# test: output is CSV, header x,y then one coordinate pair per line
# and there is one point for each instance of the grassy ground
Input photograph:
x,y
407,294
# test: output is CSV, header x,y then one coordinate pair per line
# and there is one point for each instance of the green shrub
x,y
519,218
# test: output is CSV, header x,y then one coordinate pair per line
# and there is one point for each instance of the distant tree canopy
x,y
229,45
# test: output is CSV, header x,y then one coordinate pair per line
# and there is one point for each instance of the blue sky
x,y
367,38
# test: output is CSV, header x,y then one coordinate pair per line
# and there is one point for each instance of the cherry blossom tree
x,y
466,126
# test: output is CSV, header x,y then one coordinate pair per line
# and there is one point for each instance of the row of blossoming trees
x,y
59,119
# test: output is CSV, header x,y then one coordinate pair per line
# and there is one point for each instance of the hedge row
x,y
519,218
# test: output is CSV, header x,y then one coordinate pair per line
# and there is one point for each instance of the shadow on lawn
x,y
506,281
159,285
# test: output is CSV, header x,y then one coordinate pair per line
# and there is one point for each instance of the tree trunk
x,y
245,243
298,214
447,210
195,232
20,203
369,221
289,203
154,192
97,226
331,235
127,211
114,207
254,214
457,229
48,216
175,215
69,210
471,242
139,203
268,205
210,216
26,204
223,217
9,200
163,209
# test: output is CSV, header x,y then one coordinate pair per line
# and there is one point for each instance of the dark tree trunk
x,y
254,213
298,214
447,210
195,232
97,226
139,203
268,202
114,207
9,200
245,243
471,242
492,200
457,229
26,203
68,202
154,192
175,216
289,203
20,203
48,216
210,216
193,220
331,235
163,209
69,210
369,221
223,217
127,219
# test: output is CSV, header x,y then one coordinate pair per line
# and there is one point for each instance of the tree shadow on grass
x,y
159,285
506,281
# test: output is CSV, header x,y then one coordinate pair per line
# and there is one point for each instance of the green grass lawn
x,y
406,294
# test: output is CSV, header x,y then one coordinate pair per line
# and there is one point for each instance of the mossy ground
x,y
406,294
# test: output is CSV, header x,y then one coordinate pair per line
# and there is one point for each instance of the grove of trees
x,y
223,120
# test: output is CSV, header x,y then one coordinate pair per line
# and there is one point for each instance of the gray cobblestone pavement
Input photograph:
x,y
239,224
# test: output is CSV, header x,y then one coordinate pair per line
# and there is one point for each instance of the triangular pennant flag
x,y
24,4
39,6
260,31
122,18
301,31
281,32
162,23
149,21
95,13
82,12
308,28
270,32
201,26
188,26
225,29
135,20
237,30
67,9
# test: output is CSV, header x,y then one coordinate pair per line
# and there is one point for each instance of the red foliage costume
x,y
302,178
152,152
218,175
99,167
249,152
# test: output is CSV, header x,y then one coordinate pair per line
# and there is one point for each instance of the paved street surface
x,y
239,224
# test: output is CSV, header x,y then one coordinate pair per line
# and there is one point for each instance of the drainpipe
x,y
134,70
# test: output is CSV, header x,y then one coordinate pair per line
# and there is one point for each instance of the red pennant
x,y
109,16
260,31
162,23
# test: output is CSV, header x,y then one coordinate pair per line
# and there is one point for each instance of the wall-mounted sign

[TO DO]:
Pick out every line in the rows above that contains the word "shadow", and copy each one.

[THE RESULT]:
# and there is one point for each instance of the shadow on lawn
# and there is one point for each instance of the tree shadow on grass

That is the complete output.